Starting with the line that has "Could you point out the fox front" in it, repeat every line through the last one, word for word, and give nothing more.

═══ DATA EXCERPTS

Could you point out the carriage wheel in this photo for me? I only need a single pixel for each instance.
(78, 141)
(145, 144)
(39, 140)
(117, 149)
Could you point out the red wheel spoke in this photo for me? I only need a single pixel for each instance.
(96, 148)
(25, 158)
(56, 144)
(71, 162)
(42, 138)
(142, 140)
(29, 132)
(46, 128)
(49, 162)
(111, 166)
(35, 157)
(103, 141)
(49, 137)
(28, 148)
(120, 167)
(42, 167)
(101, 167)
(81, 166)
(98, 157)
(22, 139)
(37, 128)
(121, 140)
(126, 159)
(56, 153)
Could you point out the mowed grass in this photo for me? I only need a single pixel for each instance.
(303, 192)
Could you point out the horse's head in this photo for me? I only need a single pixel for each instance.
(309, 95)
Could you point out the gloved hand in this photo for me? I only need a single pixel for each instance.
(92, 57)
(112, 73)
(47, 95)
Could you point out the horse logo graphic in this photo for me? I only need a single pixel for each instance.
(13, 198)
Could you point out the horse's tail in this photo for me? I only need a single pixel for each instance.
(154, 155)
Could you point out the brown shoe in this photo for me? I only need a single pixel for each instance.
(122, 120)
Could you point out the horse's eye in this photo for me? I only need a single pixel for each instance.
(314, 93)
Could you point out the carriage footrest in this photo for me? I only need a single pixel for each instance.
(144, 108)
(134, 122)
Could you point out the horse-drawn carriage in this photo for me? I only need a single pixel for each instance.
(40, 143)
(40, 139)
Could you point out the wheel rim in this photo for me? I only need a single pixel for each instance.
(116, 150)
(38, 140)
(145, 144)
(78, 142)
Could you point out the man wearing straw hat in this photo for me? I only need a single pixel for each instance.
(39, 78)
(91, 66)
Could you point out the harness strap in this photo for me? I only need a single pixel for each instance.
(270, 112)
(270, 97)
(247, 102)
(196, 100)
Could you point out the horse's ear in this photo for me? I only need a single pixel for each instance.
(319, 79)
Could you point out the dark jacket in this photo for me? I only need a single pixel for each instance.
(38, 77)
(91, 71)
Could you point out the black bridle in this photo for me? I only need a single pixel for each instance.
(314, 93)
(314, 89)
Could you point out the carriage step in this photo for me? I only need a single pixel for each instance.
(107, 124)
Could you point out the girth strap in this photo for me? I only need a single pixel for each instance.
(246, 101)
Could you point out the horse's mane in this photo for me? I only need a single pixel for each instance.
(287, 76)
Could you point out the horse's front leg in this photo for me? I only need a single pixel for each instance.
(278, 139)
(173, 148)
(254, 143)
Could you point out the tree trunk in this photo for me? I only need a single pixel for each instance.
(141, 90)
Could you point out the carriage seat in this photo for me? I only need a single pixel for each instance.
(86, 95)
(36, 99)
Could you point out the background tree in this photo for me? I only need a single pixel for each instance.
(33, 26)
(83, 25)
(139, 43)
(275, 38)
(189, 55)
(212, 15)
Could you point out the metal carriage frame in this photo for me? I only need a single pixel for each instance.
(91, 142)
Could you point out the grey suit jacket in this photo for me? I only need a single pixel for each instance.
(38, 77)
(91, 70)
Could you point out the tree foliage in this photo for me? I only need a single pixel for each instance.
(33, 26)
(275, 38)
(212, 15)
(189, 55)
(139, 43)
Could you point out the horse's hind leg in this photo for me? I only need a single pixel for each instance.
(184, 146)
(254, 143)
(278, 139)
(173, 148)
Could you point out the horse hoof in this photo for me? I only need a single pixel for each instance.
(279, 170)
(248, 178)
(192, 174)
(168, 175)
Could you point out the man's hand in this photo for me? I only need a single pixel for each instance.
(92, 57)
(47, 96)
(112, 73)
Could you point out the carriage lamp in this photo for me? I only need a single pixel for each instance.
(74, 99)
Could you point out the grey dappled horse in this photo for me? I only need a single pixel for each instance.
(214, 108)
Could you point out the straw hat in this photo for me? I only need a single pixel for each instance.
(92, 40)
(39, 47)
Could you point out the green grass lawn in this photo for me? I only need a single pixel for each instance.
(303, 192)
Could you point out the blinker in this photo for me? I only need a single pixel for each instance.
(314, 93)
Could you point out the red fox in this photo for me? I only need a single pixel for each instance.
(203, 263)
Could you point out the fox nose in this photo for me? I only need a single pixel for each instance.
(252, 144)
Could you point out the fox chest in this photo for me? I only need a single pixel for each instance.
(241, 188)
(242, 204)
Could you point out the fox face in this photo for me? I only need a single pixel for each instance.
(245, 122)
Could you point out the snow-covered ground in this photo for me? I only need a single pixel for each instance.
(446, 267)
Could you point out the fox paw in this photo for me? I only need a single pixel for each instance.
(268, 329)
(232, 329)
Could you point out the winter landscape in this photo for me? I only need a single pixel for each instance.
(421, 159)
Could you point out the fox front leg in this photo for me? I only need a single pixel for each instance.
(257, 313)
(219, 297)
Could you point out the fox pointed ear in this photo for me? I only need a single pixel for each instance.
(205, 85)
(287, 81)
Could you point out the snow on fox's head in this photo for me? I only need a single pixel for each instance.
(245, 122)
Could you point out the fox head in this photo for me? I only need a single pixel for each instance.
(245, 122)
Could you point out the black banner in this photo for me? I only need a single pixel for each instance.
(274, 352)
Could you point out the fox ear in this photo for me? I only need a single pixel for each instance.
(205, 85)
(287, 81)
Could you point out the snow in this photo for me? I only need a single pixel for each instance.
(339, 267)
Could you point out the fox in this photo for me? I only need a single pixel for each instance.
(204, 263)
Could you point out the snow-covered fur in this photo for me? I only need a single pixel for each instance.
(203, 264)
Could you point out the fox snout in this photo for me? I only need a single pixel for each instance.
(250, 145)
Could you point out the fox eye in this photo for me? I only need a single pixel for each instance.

══════

REPLY TO THE EXERCISE:
Could you point out the fox front leg in this photo for me? I only need a single pixel for each instance.
(257, 313)
(219, 297)
Could you point out the fox pointed ear in this photo for me? I only need a single pixel for each instance.
(205, 85)
(287, 81)
Could you point out the snow on fox's head in this photo for me? I only need a single pixel for each instance.
(245, 122)
Could you point out the fox head in this photo for me? I only need a single pixel for each instance.
(245, 122)
Could you point out the black banner in this photo for me? I only need a single pixel for each instance.
(274, 352)
Could you point out the fox ear in this photo for me? I only need a single pixel for each instance.
(205, 85)
(287, 81)
Could you point out the snow in this photo for me? I only need a single pixel for each instance.
(339, 267)
Could you point out the fox in this photo for me? I only need a single pixel for each instance.
(204, 263)
Could you point out the snow-covered fur in this photo for me? I only need a single pixel for each instance.
(203, 264)
Could you point out the fox snout in this photo for me? I only need a single pixel for each instance.
(250, 145)
Could you point out the fox eye in this photo for me? I only need a single pixel for each instance.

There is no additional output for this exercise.